[Data records]
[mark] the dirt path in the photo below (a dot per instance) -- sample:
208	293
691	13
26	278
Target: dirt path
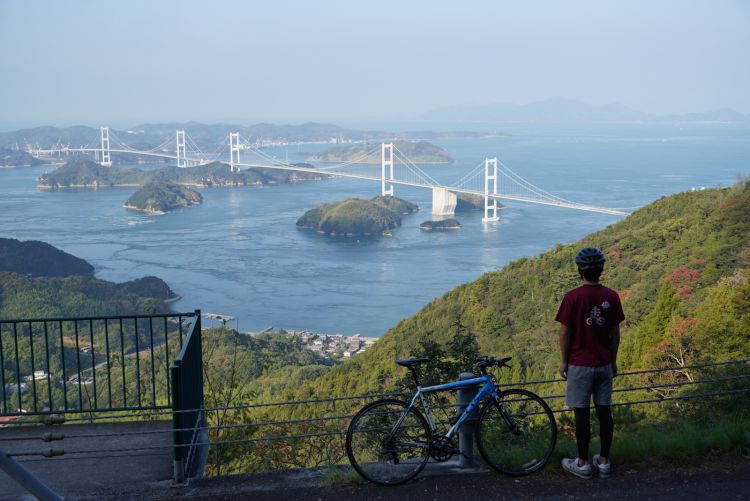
721	478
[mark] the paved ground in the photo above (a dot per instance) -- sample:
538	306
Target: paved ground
720	478
147	477
74	475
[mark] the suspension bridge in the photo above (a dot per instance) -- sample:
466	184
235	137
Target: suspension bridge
491	179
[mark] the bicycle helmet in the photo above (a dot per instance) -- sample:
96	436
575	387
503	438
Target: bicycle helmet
589	257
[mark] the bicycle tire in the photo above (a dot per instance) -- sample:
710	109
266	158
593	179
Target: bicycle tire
516	434
379	457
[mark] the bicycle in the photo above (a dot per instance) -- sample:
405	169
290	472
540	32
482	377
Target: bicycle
389	441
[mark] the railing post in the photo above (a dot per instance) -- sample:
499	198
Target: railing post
26	479
187	401
466	432
179	453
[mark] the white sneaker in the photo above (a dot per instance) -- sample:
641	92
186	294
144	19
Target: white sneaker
604	469
571	466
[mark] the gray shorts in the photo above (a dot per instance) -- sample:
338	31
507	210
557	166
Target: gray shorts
585	382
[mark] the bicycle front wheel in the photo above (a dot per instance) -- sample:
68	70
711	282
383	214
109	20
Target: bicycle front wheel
382	452
516	434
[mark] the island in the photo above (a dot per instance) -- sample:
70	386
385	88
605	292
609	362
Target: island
443	225
84	173
35	258
420	152
397	205
160	198
17	158
355	217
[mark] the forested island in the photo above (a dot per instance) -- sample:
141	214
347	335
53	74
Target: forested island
356	217
38	279
418	151
83	173
466	202
450	224
32	257
160	198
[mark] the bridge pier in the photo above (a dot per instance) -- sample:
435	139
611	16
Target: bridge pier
443	202
234	151
181	153
386	162
106	160
490	163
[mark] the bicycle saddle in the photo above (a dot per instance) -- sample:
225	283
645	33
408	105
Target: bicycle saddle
410	363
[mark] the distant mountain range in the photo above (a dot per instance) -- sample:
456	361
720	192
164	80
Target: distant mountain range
209	136
568	110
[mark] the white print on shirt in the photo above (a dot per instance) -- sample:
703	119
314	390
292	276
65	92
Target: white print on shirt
596	316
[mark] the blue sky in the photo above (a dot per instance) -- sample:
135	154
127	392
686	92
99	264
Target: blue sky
286	61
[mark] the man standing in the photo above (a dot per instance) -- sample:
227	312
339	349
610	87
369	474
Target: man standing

# Objective:
Reproduce the records word for word, starting at the line containing "[mark] the blue" and continuing through the end of the records.

# Expected output:
[mark] the blue sky in the photo above (a dot per instance) -- sample:
135	154
127	392
686	92
99	264
Target: blue sky
286	61
[mark] the man standing in the photo above (a dot per instance) -- sample:
227	312
339	349
610	87
369	474
Target: man standing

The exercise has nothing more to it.